BEGIN Records to process

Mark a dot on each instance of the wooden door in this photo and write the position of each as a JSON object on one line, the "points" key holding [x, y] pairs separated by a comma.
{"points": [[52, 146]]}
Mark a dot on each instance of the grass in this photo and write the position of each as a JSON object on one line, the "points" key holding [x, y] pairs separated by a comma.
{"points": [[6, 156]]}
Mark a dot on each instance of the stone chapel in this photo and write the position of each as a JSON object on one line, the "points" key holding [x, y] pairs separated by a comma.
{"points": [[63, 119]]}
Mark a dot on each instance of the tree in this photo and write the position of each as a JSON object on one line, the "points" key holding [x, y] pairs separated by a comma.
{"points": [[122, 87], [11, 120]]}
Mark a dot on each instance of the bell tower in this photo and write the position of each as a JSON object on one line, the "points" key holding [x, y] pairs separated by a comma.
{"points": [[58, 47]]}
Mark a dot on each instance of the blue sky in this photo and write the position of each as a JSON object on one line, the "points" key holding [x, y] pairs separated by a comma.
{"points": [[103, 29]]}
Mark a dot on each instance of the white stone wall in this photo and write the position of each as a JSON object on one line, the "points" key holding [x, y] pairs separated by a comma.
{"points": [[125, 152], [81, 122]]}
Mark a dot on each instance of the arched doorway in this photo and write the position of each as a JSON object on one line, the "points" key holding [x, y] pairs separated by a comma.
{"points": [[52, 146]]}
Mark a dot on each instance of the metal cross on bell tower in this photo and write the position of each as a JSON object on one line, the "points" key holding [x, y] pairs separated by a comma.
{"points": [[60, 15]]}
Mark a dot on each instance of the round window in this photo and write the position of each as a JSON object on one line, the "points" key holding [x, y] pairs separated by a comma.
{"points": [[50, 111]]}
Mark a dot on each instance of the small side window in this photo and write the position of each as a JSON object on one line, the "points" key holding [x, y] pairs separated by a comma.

END Records to process

Directions: Switch "bell tower" to "belfry" in the lines from the one containing "Mark a dot on each instance of the bell" through the end of the records, both ends included. Keep everything else the same and give only those lines.

Expected answer:
Mark a dot on each instance of the belfry in this photo and write the position of each as a JSON object on one line, the "points" key holding [x, y] pairs separated by a comma.
{"points": [[58, 47]]}
Mark a dot on each instance of the blue sky in this photo and write the position of each as a JSON object on one line, the "points" key holding [x, y] pairs separated by a comma.
{"points": [[103, 29]]}
Mark a dot on each instance of the white stone wall in this photo and write the position of each as a JSON object on one line, the "points" key holding [x, y] pairs separated by a comma.
{"points": [[125, 152], [81, 122]]}
Mark a dot on each instance of the arched doorway in this photo and write the position of each as a JSON object on one line, the "points" key holding [x, y] pairs separated by a comma.
{"points": [[52, 146]]}
Mark a dot on each instance of the metal cross on belfry in this photo and write the position of each as a JSON object on one line, the "points" key holding [x, y] pairs separated by a comma.
{"points": [[60, 15]]}
Mark a dot on each instance of the round window in this photo and write the position of each as a JSON object on one line, the "points" key holding [x, y] pairs separated by a comma.
{"points": [[50, 111]]}
Mark a dot on each instance of the small side window in this photo and write the position of each as a JSON object on one line, the "points" key holding [x, y] pairs separated by a comma.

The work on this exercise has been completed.